Reproduce the following records exactly from the line containing "TARGET = grassy field" onward, ending with the last line and including it.

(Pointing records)
◆ ◆ ◆
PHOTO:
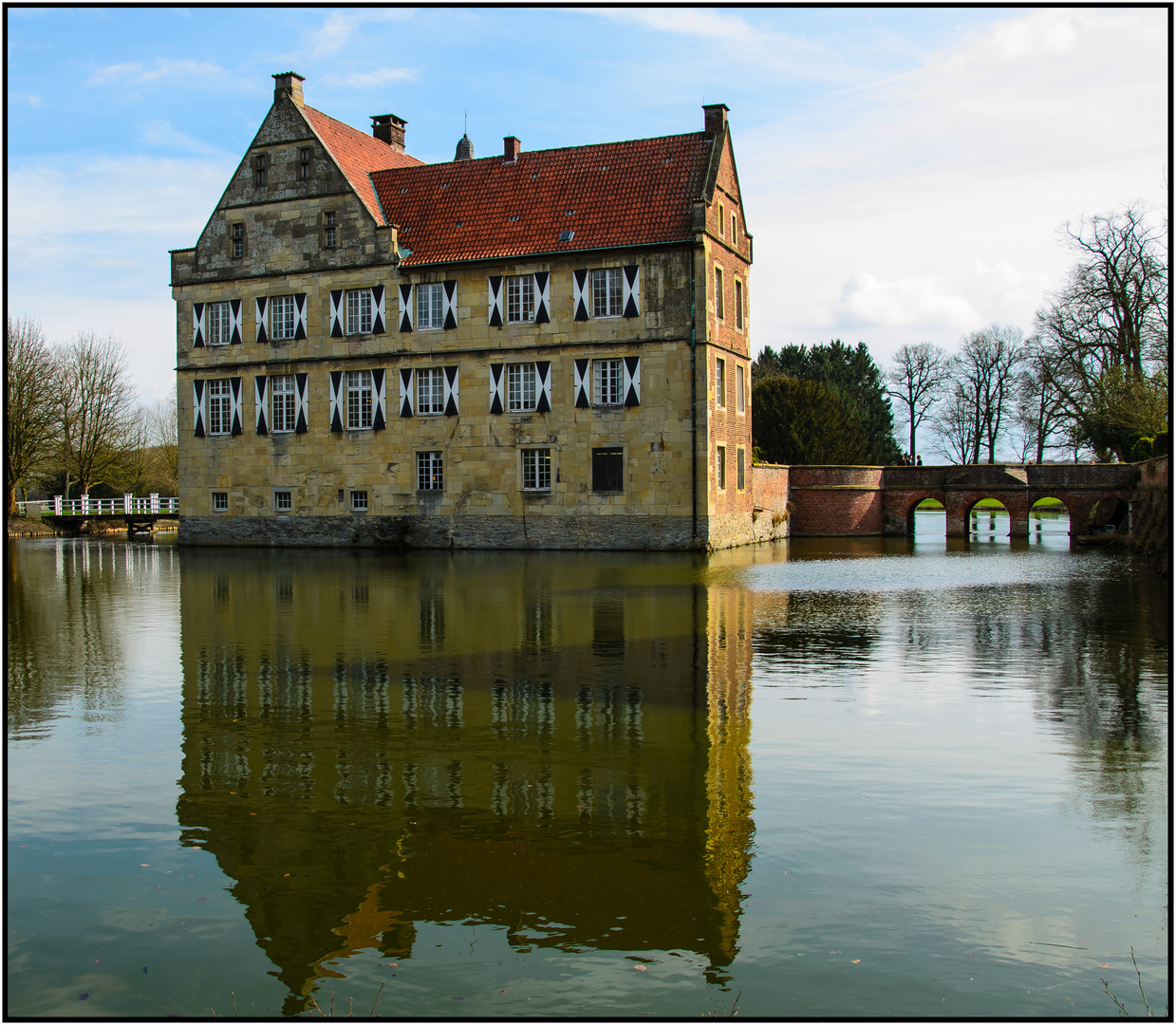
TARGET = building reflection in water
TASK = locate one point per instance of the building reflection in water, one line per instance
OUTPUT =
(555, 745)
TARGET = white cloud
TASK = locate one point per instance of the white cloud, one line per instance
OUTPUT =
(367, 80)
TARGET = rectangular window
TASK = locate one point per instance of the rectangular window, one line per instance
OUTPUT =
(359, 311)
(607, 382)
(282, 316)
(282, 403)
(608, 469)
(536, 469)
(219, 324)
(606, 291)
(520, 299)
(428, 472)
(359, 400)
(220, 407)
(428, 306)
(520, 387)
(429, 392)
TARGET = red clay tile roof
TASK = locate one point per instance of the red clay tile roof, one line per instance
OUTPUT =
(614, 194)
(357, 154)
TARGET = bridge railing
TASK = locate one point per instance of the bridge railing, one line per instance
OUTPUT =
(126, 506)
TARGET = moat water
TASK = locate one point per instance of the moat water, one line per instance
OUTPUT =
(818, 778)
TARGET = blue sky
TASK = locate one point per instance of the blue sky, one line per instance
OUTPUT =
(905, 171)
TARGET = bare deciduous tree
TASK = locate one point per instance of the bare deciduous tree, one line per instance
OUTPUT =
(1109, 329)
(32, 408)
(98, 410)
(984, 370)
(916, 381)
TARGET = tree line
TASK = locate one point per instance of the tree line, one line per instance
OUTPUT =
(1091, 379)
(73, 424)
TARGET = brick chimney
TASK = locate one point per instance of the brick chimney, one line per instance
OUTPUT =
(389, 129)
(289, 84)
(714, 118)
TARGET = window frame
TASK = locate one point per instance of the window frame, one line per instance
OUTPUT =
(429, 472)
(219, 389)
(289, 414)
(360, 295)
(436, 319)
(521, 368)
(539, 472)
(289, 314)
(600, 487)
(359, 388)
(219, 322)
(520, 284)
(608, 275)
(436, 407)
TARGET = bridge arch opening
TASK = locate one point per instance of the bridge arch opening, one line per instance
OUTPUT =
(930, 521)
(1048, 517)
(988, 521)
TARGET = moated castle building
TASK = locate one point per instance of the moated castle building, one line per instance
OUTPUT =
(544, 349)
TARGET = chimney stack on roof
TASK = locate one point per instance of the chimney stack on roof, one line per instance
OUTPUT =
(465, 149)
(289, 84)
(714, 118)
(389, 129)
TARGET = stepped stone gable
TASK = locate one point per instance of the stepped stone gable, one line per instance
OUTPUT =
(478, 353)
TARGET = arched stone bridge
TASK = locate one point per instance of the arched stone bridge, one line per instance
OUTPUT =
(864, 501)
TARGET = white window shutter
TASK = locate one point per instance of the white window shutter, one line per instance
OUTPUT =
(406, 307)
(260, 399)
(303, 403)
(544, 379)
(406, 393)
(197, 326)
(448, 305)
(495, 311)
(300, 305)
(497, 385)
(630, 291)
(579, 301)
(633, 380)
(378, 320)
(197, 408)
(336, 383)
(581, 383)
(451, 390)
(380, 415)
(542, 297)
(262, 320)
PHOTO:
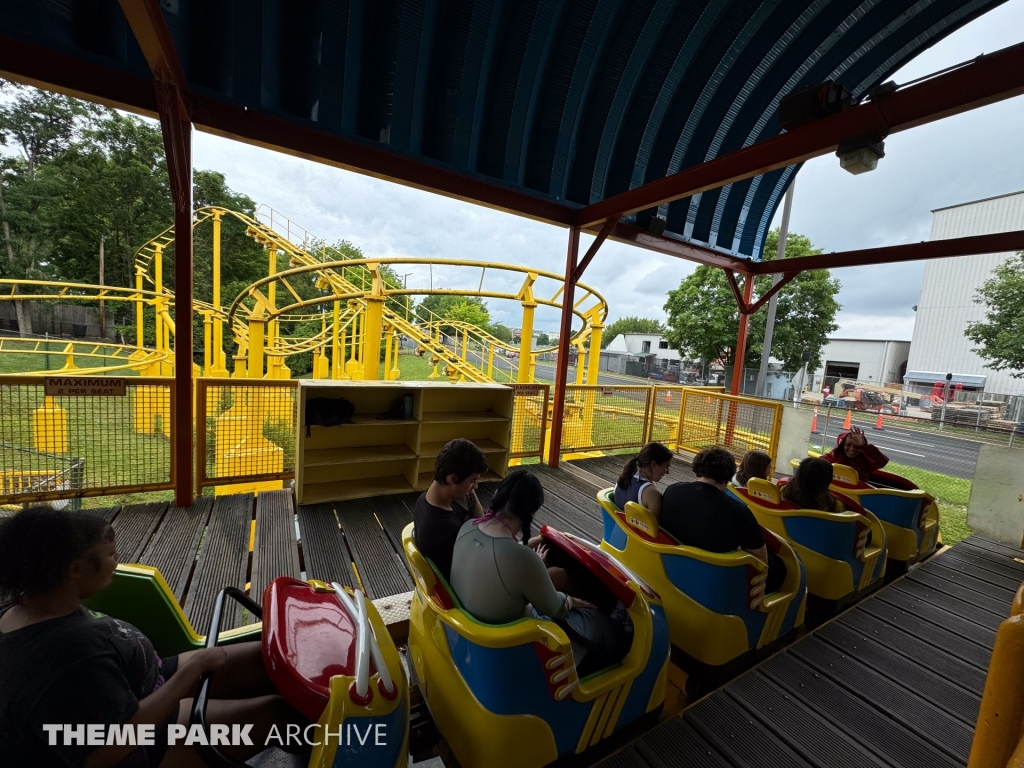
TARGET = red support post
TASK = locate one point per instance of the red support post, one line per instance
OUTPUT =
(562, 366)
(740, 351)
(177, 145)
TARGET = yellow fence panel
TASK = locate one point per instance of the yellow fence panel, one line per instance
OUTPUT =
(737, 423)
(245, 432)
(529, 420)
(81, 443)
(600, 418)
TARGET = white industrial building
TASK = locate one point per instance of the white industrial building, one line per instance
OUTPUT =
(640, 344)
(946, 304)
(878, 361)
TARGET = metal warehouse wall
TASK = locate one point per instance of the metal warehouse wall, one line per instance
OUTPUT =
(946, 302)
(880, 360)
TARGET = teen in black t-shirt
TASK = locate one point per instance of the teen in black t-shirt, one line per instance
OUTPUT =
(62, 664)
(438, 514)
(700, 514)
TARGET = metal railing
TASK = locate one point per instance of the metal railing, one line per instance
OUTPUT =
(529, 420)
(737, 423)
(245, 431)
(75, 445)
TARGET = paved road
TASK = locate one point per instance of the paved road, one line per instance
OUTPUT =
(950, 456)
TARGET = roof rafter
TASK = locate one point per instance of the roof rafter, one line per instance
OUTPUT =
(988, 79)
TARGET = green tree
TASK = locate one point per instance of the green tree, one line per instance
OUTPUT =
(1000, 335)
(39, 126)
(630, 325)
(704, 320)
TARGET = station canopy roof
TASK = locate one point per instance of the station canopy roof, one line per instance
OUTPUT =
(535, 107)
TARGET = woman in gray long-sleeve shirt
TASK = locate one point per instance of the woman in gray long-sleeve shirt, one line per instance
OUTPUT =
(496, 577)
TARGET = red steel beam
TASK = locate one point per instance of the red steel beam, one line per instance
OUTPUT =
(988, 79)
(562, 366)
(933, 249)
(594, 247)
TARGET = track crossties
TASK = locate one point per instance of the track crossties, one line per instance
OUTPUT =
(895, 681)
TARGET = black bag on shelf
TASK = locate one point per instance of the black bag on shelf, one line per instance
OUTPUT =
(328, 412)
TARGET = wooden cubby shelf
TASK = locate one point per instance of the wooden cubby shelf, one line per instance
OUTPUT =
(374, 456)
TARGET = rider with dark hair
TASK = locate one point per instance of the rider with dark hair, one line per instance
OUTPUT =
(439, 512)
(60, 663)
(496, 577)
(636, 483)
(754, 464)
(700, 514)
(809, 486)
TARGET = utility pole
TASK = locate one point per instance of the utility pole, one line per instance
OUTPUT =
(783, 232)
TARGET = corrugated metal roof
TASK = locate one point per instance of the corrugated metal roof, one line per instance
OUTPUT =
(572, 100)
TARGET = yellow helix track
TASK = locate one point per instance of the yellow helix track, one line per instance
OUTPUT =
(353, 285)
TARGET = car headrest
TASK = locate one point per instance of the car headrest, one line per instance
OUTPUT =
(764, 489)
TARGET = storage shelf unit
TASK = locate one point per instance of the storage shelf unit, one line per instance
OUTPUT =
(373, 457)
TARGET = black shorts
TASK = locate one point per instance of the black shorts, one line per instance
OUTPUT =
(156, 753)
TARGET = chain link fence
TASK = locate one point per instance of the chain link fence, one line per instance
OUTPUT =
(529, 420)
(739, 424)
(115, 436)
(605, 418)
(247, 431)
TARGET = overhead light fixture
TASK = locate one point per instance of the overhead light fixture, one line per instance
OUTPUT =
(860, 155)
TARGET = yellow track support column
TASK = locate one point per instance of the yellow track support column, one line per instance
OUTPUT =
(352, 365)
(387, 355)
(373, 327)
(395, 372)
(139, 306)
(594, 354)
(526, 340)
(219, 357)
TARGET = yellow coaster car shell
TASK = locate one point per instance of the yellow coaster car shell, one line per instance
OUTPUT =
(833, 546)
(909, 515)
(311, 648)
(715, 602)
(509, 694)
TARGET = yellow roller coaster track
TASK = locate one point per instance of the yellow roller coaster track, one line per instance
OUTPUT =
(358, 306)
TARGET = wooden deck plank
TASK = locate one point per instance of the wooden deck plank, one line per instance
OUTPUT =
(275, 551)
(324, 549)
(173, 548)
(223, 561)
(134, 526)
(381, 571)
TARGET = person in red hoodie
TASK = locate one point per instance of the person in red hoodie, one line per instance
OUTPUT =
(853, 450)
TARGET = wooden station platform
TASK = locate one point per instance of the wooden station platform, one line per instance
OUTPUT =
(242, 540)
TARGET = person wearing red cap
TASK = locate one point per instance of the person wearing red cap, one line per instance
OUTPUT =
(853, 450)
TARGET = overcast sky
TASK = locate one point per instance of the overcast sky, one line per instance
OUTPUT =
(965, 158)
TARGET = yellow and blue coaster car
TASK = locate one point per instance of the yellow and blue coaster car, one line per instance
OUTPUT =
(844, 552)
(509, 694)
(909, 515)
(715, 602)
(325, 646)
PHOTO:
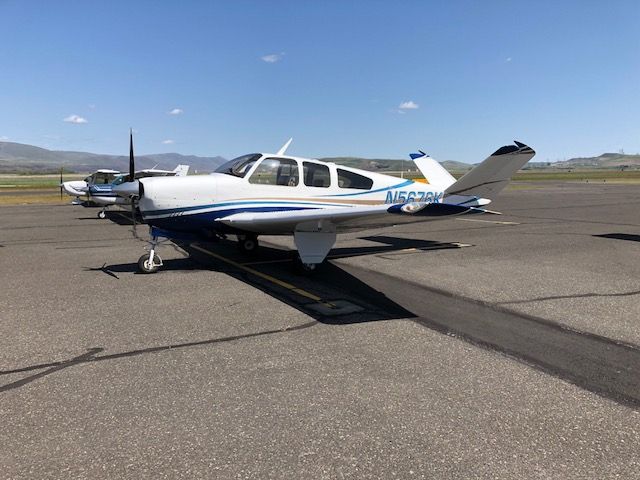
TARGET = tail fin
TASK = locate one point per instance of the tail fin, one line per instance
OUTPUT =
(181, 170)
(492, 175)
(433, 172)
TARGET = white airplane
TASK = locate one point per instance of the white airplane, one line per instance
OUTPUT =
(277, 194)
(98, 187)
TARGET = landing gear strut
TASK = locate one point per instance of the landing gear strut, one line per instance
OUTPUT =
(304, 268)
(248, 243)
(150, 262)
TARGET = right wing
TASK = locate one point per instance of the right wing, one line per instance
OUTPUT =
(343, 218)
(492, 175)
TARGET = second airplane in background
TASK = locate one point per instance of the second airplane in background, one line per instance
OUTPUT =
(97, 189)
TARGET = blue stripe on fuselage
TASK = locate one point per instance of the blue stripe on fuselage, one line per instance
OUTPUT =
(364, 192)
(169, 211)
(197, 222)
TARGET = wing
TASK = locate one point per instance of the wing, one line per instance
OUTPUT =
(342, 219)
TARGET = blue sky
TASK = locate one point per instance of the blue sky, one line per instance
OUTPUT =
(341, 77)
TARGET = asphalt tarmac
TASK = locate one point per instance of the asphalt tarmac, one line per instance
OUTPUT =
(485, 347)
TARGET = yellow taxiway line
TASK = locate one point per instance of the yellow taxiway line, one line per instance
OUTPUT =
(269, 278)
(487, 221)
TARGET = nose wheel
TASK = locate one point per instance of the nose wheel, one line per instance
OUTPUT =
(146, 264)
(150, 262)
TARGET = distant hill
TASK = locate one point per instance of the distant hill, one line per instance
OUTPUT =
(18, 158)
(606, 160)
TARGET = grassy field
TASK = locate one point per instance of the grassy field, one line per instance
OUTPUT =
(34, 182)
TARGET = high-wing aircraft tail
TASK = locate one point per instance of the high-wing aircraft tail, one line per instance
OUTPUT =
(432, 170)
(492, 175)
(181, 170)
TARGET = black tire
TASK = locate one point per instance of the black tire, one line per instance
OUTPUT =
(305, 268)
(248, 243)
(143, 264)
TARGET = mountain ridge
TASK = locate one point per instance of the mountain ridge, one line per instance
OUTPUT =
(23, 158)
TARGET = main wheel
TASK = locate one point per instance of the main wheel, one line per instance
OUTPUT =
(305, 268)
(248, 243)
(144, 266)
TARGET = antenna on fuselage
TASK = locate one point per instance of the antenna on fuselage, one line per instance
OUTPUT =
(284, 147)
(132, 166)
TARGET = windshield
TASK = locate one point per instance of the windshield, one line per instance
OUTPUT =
◆ ◆ ◆
EXERCISE RESPONSE:
TARGET = grassy field
TASK = locate one point per instance of the grassy field, one line per instance
OUTPUT =
(34, 182)
TARGET = high-wing aircraft tail
TASK = locate one point per instance of the high-wing aircraft tail, one line per instance
OUTPUT =
(432, 170)
(492, 175)
(181, 170)
TARGET = black tire
TASK = locate one point per instance of the black tire, one line per instance
OUTPUT =
(305, 268)
(248, 243)
(143, 264)
TARGET = mountain ridge
TASK = locate one point per instance of the mountain ridge, one line per instance
OUTPUT =
(23, 158)
TARGET = main wheel
TASK = locate one point per instance of the main wheel, one line per instance
OUTPUT =
(305, 268)
(248, 243)
(144, 266)
TARGET = antenna on fuselage
TASK = locate one point per instance of the antenna on fuselage, one line per instance
OUTPUT =
(284, 147)
(132, 166)
TARGET = windshield
TASK = locate one point per instance of the windshield, one line per instance
OUTPUT =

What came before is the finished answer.